▶ **About this task**
The entries shown below should be output exactly as they appear.

┌──

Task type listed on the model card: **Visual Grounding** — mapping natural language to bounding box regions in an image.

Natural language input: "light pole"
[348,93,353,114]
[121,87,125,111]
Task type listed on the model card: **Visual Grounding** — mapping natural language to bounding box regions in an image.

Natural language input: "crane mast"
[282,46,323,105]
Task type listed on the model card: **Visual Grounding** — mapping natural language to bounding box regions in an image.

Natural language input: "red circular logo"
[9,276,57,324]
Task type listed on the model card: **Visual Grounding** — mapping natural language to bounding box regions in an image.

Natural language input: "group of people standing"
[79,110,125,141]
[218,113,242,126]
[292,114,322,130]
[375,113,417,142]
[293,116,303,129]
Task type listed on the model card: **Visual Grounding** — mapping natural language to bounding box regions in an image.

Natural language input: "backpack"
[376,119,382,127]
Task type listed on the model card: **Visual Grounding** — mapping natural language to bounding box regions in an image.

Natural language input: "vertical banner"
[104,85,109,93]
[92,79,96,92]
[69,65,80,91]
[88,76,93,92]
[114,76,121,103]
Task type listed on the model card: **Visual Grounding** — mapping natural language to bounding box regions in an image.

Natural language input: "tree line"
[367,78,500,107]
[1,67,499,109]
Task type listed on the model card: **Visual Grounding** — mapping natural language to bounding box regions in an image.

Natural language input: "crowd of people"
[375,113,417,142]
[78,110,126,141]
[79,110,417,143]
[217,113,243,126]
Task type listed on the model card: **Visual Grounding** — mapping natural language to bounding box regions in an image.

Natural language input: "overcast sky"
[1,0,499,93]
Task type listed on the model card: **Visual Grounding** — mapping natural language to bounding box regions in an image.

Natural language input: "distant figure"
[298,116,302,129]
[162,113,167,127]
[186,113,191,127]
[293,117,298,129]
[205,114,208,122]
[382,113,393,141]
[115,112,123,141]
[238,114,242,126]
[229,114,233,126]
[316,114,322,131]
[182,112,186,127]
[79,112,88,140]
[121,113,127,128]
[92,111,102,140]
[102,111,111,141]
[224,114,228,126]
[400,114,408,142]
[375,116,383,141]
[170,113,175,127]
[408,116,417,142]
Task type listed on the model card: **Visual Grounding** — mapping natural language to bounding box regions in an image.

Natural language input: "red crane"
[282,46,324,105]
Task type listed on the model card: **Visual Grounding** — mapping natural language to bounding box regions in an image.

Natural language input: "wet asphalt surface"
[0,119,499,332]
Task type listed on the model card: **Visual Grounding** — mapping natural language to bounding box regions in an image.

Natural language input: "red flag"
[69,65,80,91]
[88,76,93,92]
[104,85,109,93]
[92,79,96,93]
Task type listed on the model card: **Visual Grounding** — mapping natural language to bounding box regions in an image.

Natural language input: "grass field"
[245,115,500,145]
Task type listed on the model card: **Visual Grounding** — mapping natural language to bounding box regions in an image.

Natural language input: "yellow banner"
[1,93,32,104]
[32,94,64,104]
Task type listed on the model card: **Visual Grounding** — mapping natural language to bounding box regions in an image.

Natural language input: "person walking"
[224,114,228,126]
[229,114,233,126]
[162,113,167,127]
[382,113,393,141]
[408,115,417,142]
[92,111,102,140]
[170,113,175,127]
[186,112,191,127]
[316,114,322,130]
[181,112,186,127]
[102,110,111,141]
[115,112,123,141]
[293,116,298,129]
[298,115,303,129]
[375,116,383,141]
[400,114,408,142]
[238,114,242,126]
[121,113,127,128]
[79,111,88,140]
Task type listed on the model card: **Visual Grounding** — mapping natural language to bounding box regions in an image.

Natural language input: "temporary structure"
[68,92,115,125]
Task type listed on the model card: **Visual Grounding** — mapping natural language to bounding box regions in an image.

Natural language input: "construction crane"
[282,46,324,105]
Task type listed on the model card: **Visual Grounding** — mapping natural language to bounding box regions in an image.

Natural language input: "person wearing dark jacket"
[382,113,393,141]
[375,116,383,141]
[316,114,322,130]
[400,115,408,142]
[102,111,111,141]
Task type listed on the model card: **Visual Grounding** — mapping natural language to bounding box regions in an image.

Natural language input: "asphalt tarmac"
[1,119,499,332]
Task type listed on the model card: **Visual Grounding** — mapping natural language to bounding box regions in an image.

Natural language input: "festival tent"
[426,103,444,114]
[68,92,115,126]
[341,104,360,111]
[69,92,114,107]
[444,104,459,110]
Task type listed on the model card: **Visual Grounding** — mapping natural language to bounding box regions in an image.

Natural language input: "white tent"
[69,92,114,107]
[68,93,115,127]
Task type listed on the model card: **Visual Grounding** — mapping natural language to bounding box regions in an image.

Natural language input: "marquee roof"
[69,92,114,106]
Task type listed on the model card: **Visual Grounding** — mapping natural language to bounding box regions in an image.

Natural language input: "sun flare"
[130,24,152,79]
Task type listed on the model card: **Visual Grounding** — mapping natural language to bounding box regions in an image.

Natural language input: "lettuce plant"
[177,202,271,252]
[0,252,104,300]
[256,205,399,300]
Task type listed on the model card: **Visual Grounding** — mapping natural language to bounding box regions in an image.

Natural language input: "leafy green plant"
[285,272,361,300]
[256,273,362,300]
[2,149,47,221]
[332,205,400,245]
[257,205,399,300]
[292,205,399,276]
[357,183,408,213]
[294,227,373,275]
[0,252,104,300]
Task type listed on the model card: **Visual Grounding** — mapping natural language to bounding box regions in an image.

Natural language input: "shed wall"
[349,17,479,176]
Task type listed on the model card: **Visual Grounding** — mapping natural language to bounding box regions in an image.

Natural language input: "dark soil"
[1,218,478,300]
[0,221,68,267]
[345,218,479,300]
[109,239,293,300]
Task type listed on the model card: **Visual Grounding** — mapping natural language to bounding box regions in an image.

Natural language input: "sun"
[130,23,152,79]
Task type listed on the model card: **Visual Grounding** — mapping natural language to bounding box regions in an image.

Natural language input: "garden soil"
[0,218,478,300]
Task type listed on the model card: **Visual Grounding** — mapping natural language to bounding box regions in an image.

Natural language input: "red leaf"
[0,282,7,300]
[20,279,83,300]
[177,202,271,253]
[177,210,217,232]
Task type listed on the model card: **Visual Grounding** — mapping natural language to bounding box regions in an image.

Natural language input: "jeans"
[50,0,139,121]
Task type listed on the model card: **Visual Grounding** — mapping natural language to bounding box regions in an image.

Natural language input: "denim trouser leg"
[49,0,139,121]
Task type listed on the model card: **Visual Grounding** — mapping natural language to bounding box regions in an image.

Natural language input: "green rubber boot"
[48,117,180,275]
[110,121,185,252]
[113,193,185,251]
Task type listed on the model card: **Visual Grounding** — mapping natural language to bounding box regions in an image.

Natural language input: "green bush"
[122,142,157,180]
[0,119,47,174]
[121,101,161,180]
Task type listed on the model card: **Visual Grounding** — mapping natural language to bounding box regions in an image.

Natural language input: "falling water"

└──

▶ **Problem solution**
Task type listed on the model card: **Visual Grounding** — mapping natural language to bounding box regions in an image.

Natural language input: "light pole"
[348,93,353,114]
[121,87,125,111]
Task type listed on the model card: **Visual Grounding** — mapping natural language to bounding box regions in an image.

Natural language input: "crane mast"
[282,46,323,105]
Task type listed on the model card: **Visual Grounding** — mapping natural language to bounding box regions in an image.

Natural language input: "red circular logo"
[9,276,57,324]
Task type listed on the model card: **Visual Grounding** — mapping natural language to bounding box regions in an image.

Natural language input: "group of people standing"
[79,110,125,141]
[218,113,242,126]
[292,114,322,130]
[375,113,417,142]
[293,116,303,129]
Task type listed on the model card: **Visual Grounding** — mapping natural language to bounding box regions in an image.

Natural language input: "backpack"
[376,119,382,127]
Task type listed on the model card: **Visual Grounding** — mapping natural language to bounding box regions in an image.

Natural language input: "vertical banner"
[104,85,109,93]
[92,79,96,92]
[69,65,80,91]
[88,76,93,92]
[114,76,121,103]
Task type listed on the model card: **Visual Grounding** — mapping natural language to bounding box regions in an image.

Natural language input: "tree line"
[367,78,500,107]
[1,67,499,109]
Task type listed on the model card: **Visual Grounding** — mapping natural language to bounding box regions in an image.

Natural language input: "crowd of people"
[375,113,417,142]
[78,110,126,141]
[79,110,417,143]
[217,113,243,126]
Task type listed on the model card: **Visual Grounding** — mapping natural language to bounding box regions in an image.

Natural language input: "overcast sky"
[1,0,499,93]
Task type listed on the model card: **Visual Grounding** — mapping natural language to bounding box regions in an image.

Natural language input: "distant figure"
[298,116,302,129]
[162,113,167,127]
[186,113,191,127]
[293,117,298,129]
[205,114,208,122]
[382,113,393,141]
[115,112,123,141]
[238,114,242,126]
[229,114,233,126]
[316,114,322,131]
[182,112,186,127]
[79,112,88,140]
[121,113,127,128]
[92,111,102,140]
[102,111,111,141]
[224,114,228,126]
[400,114,408,142]
[375,116,383,141]
[170,113,175,127]
[408,116,417,142]
Task type listed on the model card: **Visual Grounding** — mapping natural language to bounding box regions in an image.

Natural language input: "red crane"
[282,46,324,105]
Task type listed on the model card: **Visual Grounding** — mapping natural language to bounding box regions in an image.

Natural language input: "wet asphalt surface"
[0,119,499,332]
Task type listed on the model card: **Visual Grounding** — mapping natural language to bounding box regions in an image.

Natural language input: "red flag"
[69,65,80,91]
[88,76,93,92]
[104,85,109,93]
[92,79,96,93]
Task type listed on the model card: **Visual Grounding** — mapping natural language to bounding box regions in an image.

Natural language input: "grass field"
[245,115,500,145]
Task type listed on the model card: **Visual Grounding** — mapping natural language to bounding box regions in an image.

Natural language input: "yellow banner"
[1,93,32,104]
[32,94,64,104]
Task type listed on the model card: **Visual Grounding** — mapping natural language to bounding box regions in an image.

Natural language input: "person walking"
[224,114,228,126]
[229,114,233,126]
[162,113,167,127]
[382,113,393,141]
[408,115,417,142]
[92,111,102,140]
[170,113,175,127]
[186,112,191,127]
[316,114,322,130]
[181,112,186,127]
[102,110,111,141]
[115,112,123,141]
[293,116,298,129]
[298,115,303,129]
[375,116,383,141]
[400,114,408,142]
[238,114,242,126]
[121,113,127,128]
[79,111,88,140]
Task type listed on the model card: **Visual Grounding** — mapping natural language to bounding box regions in an image.

Natural language input: "temporary structure"
[68,92,115,125]
Task type listed on the model card: **Visual Grounding** — mapping natural language to bounding box regions in an image.

Natural language input: "construction crane"
[282,46,324,105]
Task type listed on the model card: **Visual Grounding** — mapping natural language to bounding box regions in an image.

Natural language input: "person wearing dark jacket"
[382,113,393,141]
[375,116,383,141]
[316,114,322,130]
[400,115,408,142]
[102,111,111,141]
Task type listed on the model card: **Visual Grounding** — mapping natural language to bounding box regions in an image.

Natural language input: "asphalt tarmac"
[1,119,499,332]
Task type listed on the model card: **Visual Grounding** — mapping natural language to bounding box regions in an image.

Natural language input: "festival tent"
[426,103,444,114]
[68,92,115,126]
[341,104,360,111]
[69,92,114,107]
[444,104,459,110]
Task type listed on the model card: **Visual Grounding** — mapping natural language to bounding box regions in an image.

Natural language input: "white tent"
[69,92,114,107]
[68,93,115,127]
Task type listed on the model card: **Visual Grounding** — mapping natural language to bounding box regions in an image.

Natural language input: "marquee roof"
[69,92,114,106]
Task type listed on the model card: **Visual Grounding** — mapping natural language to bounding box regions in an image.

Natural language input: "sun flare"
[130,24,152,79]
Task type listed on the model card: **Visual Grounding** — mapping natural language to bounding box regions in an image.

Natural language input: "lettuce plant"
[177,202,271,252]
[0,252,104,300]
[256,205,399,300]
Task type listed on the model card: **Visual Grounding** — mapping natural language to bounding box regions in an image.

Natural language input: "leafy green plant"
[285,272,361,300]
[256,273,362,300]
[2,149,47,221]
[332,205,400,245]
[257,205,399,300]
[292,205,399,276]
[357,183,408,213]
[294,227,373,275]
[0,252,104,300]
Task type listed on the model card: **Visual Grounding** — mapping natural language to bounding box regions in an image.

Natural language input: "shed wall"
[349,17,479,176]
Task type listed on the model card: **Visual Grounding** — mapping natural language to bounding box regions in an image.

Natural language input: "dark soil"
[1,218,478,300]
[0,221,68,267]
[345,218,479,300]
[109,239,293,300]
Task type listed on the model card: **Visual Grounding** — mapping natural language to bounding box regions in an image.

Natural language input: "sun"
[130,23,152,79]
Task type listed on the model card: **Visual Grounding** — mapping natural language to bounding box regions in an image.

Natural language input: "garden soil"
[0,218,478,300]
Task type listed on the model card: **Visual Grounding** — mapping natural language to bounding box regions in an image.

Natural language input: "red leaf"
[0,282,7,300]
[20,279,83,300]
[177,202,271,253]
[177,210,217,232]
Task type listed on the model card: **Visual Grounding** — mapping natural language to bounding box regions in an image.

Natural language input: "jeans"
[50,0,139,121]
Task type listed on the model card: **Visual Grounding** — mapping natural language to bounding box regions in an image.

Natural language input: "denim trouser leg"
[49,0,139,121]
Task type listed on the model card: **Visual Grounding** — mapping natural language to bounding box regions in an image.

Natural language input: "green rubber boot"
[48,117,180,275]
[110,121,185,252]
[113,193,185,251]
Task type listed on the model card: **Visual Grounding** — mapping natural language to bounding box regions in an image.

Natural language input: "green bush"
[122,142,157,180]
[0,119,47,174]
[121,101,161,180]
Task type listed on the model card: **Visual Grounding** — mapping natural language to bounding box regions in an image.

Natural language input: "falling water"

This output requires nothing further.